>> BEGIN Data to use

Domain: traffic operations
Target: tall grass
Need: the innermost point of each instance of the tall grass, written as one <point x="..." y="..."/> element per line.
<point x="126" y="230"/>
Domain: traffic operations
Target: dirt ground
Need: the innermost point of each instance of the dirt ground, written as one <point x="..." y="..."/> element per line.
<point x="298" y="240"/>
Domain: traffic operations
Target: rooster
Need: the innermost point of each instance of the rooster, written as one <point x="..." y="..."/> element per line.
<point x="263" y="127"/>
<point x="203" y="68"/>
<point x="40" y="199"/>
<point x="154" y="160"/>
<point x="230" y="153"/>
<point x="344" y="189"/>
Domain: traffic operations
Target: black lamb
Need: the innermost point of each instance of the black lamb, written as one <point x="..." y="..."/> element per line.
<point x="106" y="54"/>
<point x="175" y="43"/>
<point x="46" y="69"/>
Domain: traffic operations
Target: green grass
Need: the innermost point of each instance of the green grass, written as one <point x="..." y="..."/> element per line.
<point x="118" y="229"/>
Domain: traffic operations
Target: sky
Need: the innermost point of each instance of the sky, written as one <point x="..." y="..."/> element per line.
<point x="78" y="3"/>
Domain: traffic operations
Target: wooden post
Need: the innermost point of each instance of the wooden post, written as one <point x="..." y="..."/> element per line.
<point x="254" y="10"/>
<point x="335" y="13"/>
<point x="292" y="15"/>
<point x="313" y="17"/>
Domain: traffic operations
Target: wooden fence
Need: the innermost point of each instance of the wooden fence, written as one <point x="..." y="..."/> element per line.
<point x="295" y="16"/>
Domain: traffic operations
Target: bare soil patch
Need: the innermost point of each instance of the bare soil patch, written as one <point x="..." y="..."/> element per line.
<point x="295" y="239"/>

>> END Data to use

▶ **Required work**
Could you copy the listing above word for word, from its first line to its last?

▶ **Exercise result**
Domain: traffic operations
Target: tall grass
Need: the innermost point of each instance of the tall grass, written as one <point x="..." y="..."/> element per line.
<point x="126" y="230"/>
Domain: traffic operations
Target: dirt ground
Need: the innermost point of each instance of the dirt ground, written as one <point x="..." y="..."/> element per line.
<point x="298" y="240"/>
Domain: traffic operations
Target: rooster
Need: the innermost point of each instance of the rooster, written as one <point x="..." y="..."/> element per line.
<point x="263" y="127"/>
<point x="203" y="68"/>
<point x="40" y="199"/>
<point x="154" y="160"/>
<point x="230" y="153"/>
<point x="344" y="189"/>
Domain: traffic operations
Target: black lamb
Need: the innermost point of each instance of the black lamb, written as one <point x="..." y="..."/> element per line.
<point x="106" y="54"/>
<point x="175" y="43"/>
<point x="46" y="69"/>
Domain: traffic operations
Target: green grass
Need: the innermost point of each instance of the green grass, written as one <point x="..." y="..."/> element per line.
<point x="118" y="229"/>
Domain: traffic operations
Target: sky
Need: the innermost point of each instance of the sky, written as one <point x="..." y="..."/> element per line.
<point x="78" y="3"/>
Domain: traffic operations
Target: wooden post
Need: the innermost point of each instance of the wooden post, written as one <point x="..." y="..."/> element per line.
<point x="254" y="10"/>
<point x="335" y="13"/>
<point x="292" y="15"/>
<point x="313" y="17"/>
Domain: traffic operations
Target: wooden fence
Need: the innermost point of each instance of the wooden fence, written as one <point x="..." y="..."/> element per line.
<point x="295" y="16"/>
Domain: traffic operations
Target: bare soil patch
Need: the innermost point of each instance of the bare soil patch, written as one <point x="..." y="..."/> element per line.
<point x="295" y="239"/>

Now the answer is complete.